## [The problem]
Rewrite the records below as a Markdown table with the columns Row and Line, numbering each line and skipping any blank lines. Begin at the line that contains "of the golden" and stop after the line that contains "the woman's hand", including both.

___ The input

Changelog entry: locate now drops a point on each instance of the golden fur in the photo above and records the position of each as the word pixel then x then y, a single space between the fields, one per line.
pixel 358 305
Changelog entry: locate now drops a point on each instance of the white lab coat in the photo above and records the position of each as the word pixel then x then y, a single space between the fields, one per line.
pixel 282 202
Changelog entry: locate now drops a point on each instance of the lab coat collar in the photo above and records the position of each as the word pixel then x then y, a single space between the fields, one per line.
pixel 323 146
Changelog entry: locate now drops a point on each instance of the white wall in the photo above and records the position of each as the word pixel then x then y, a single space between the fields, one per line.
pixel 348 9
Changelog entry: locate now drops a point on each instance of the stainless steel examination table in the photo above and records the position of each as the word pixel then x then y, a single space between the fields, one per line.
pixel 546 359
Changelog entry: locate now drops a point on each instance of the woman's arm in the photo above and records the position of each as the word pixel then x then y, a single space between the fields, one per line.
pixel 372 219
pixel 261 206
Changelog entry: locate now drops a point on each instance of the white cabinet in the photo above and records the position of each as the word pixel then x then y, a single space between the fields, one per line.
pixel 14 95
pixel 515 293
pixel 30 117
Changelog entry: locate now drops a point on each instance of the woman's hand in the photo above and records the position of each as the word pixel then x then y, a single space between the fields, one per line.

______
___ The input

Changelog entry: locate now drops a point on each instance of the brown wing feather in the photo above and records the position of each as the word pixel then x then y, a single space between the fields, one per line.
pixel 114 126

______

## [Right answer]
| Row | Line |
|---|---|
| 1 | Changelog entry: locate now drops a point on each instance of the golden fur in the photo above and records the position of each as the word pixel then x then y, a single space between the fields, one per line. |
| 2 | pixel 358 305 |
| 3 | Changelog entry: locate now drops a point on each instance of the white lab coat in the photo above and records the position of each as the word pixel then x then y, a single space between the fields, one per line. |
| 4 | pixel 282 202 |
| 5 | Changelog entry: locate now drops a point on each instance of the lab coat collar in the photo above and records the position of each as the word pixel then x then y, a single space between the fields, one per line. |
| 6 | pixel 323 146 |
| 7 | Changelog entry: locate now drops a point on each instance of the white wall in the photo above and records the position of each as the word pixel then x then y, a single space between the fields, one per line. |
| 8 | pixel 348 9 |
| 9 | Changelog entry: locate now drops a point on each instance of the stainless steel examination table in the photo above and records the position of each as the word pixel then x then y, a single space between the fields, one per line. |
| 10 | pixel 546 359 |
| 11 | Changelog entry: locate now drops a point on each instance of the woman's arm in the photo above and records the position of each as the word pixel then x then y, a single space between the fields, one per line. |
| 12 | pixel 372 219 |
| 13 | pixel 261 206 |
| 14 | Changelog entry: locate now drops a point on each instance of the white cabinet in the photo above and records the position of each as the word pixel then x then y, a single space between the fields, one per line. |
| 15 | pixel 14 95 |
| 16 | pixel 515 293 |
| 17 | pixel 30 117 |
| 18 | Changelog entry: locate now drops a point on each instance of the woman's hand in the photo above and records the position of each as the word pixel then x then y, a single space between the fields, one per line. |